#### How to complete this task:
The entries below must be retyped exactly. Pictures are to be omitted.

#### Input for this task:
···

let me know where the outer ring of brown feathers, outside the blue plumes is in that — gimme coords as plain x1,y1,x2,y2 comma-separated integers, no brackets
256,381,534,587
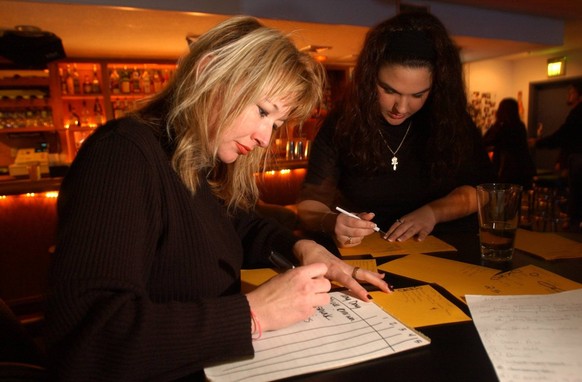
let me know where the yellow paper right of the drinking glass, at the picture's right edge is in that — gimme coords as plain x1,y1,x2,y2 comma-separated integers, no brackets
515,229,582,260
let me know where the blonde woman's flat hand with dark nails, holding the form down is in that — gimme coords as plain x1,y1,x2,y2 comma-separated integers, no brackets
293,240,390,301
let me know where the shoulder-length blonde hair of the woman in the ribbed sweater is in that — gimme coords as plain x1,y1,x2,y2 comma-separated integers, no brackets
138,16,325,210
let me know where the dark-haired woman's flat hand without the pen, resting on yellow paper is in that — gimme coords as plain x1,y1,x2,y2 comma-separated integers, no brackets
384,205,437,241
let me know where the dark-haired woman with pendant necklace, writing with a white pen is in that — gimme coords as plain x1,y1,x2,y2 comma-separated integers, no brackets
297,12,494,247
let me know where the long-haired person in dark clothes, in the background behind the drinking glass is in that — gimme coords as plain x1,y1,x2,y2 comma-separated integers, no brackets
483,98,536,190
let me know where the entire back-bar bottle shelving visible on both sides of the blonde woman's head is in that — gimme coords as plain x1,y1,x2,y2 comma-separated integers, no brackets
0,59,349,173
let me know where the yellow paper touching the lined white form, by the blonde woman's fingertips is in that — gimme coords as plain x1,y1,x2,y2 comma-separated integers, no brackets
370,285,471,328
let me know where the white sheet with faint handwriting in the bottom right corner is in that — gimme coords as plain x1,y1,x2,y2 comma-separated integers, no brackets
466,289,582,382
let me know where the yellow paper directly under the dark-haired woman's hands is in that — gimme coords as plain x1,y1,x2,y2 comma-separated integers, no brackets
339,234,456,257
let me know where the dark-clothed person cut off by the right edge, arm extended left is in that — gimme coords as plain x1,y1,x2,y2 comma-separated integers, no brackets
530,80,582,231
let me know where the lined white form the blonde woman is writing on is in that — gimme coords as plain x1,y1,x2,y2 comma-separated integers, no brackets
205,292,430,381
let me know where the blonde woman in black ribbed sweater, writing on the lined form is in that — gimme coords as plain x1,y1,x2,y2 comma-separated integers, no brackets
46,16,388,381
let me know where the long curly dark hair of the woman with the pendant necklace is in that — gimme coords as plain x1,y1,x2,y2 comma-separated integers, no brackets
335,12,476,180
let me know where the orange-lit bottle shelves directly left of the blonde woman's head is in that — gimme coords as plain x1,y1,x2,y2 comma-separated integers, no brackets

···

#### Reply:
let me know where the outer ring of brown feathers, outside the blue plumes is in that — gimme coords as plain x1,y1,x2,y2 comma-separated integers, no brackets
256,381,534,587
let me know where the yellow paper right of the drinking glass, at the picture's right edge is in that — gimme coords as plain x1,y1,x2,y2 comma-separated integers, no brackets
515,229,582,260
let me know where the blonde woman's flat hand with dark nails, holding the form down is in that — gimme coords as plain x1,y1,x2,y2 comma-separated integers, no brackets
293,240,390,301
let me know where the shoulder-length blonde hair of the woman in the ribbed sweater is in that — gimme coords as plain x1,y1,x2,y2 comma-separated integers, no brackets
138,16,325,210
let me know where the dark-haired woman's flat hand without the pen, resting on yellow paper is in that — gimme coords as plain x1,y1,x2,y2 comma-separated integers, no brackets
384,205,437,241
let me know where the dark-haired woman with pendant necklace, writing with a white pen is in that — gimme coords as plain x1,y1,x2,y2 comma-separated integers, no brackets
297,12,494,247
let me know where the long-haired person in dark clothes, in the background behind the drinking glass is in that — gimme coords as plain x1,y1,x2,y2 comma-separated integers, no brackets
483,98,536,190
let me know where the entire back-bar bottle shelving visible on both sides of the blonde woman's head is in that — gimme coords as plain x1,y1,x2,y2 comma-separated integers, no brackets
0,59,349,173
let me know where the yellow paper touching the lined white form, by the blonde woman's fingertips is in that — gimme coords as plain x1,y1,x2,y2 comma-separated integers, no brackets
370,285,471,328
let me know where the white sheet with faint handwriting in the bottom right corner is in that — gimme coords as plain x1,y1,x2,y2 comma-separated integers, no brackets
466,289,582,382
let me know where the yellow paper directly under the dark-haired woman's hands is in that — gimme coords as plain x1,y1,x2,y2 comma-separated integers, no brackets
339,234,456,257
let me know where the dark-clothed person cut off by the right edge, arm extended left is in that — gimme coords as plain x1,y1,x2,y2 comma-separated integers, no brackets
530,80,582,231
let me know where the lined white form the blonde woman is writing on is in that — gimme coords as plain x1,y1,x2,y2 comma-separated integers, no brackets
205,292,430,381
let me know where the blonde woman in black ribbed sweater, writing on the lined form is in that — gimme coords as plain x1,y1,x2,y2 comma-separated integers, no brackets
46,16,388,381
let me know where the long curly dark hair of the woman with the pendant necklace is in that — gimme coords as plain x1,y1,x2,y2 comma-separated integers, no brackets
335,12,476,180
let me know where the orange-lit bottle shelves directly left of the blonde woman's head is in that — gimme coords as plain x1,y1,x2,y2 comma-separated integers, no brackets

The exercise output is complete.